[READING TEXT]
•••••

Interest and other income increased $35,000 or 350% from the year-ended December
31, 1996 to the year-ended December 31, 1997 primarily due to a $26,000 increase
in interest income as a result of higher invested cash balances in 1997. The
remaining increase in income resulted from a legal settlement from a former
tenant and the receipt of miscellaneous income of $3,000.
The 1997 net gain on sales of rental properties and land of $1,000 represents
the net gain on the sales of the Rancon Commerce Center Auto Service Center and
13.9 acres of Rancon Commerce Center lots. See Item 14 at Note 2 to the
Financial Statements for further discussion of these sales.
Depreciation and amortization expense decreased $192,000 or 96% from 1996 to
1997 as a result of ceasing depreciation on January 1, 1997 of assets classified
as held for sale and due to the sale of the Bowling Center property in December
1996.
In 1997, due to a decrease in the estimated fair value of the Rancon Commerce
Center lots and the Mountain View Plaza Shopping Center and adjacent lots, the
Partnership recorded provisions for impairment of these assets of $262,000 and
$363,000, respectively. See Item 14 at Note 2 to the financial statements for
further discussion on the provision for impairment of investments in real
estate.
Page 7 of 26
<PAGE>
At December 31, 1997, the Partnership held a $300,000 Promissory Note secured by
three Rancon Commerce Center lots totaling approximately 5.07 acres of land. On
January 16, 1998 the Partnership sold this note receivable to an unaffiliated
third party for $270,000. Accordingly, the Partnership recorded a provision to
impairment of the note receivable of $30,000 on the accompanying December 31,
1997 statement of operations.

•••••

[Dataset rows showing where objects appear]
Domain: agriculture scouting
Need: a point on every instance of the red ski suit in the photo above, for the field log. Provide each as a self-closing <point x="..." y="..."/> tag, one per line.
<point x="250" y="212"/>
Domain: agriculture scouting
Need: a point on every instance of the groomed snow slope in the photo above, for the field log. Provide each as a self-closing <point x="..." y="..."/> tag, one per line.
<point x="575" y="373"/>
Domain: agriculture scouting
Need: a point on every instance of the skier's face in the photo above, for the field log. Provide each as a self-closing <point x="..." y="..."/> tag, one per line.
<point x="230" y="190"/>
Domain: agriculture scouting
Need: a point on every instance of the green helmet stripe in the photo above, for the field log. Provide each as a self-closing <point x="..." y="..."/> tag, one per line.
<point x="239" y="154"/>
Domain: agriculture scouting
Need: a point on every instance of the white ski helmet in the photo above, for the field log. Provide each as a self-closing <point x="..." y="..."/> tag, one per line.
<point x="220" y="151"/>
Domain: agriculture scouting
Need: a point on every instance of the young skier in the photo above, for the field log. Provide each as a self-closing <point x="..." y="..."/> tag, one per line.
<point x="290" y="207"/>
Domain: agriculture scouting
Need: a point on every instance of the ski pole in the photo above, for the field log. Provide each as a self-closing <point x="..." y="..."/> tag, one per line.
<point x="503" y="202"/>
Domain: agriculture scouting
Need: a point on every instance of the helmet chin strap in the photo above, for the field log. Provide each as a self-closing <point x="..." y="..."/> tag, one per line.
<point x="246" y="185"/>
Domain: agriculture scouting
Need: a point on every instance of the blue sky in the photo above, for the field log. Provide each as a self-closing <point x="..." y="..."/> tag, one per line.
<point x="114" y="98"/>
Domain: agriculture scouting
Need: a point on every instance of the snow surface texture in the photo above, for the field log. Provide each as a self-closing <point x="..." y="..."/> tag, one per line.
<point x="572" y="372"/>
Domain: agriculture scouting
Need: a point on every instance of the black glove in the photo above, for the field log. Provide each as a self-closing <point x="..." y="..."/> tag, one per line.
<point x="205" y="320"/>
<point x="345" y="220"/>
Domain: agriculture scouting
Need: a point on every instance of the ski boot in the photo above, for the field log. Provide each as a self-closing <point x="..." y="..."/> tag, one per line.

•••••

[EXERCISE BRIEF]
Please repeat the passage of the partnership financial report above that opens with "Page 7 of 26" and closes with "statement of operations.", reproducing every word unchanged.

[COMPLETE ANSWER]
Page 7 of 26
<PAGE>
At December 31, 1997, the Partnership held a $300,000 Promissory Note secured by
three Rancon Commerce Center lots totaling approximately 5.07 acres of land. On
January 16, 1998 the Partnership sold this note receivable to an unaffiliated
third party for $270,000. Accordingly, the Partnership recorded a provision to
impairment of the note receivable of $30,000 on the accompanying December 31,
1997 statement of operations.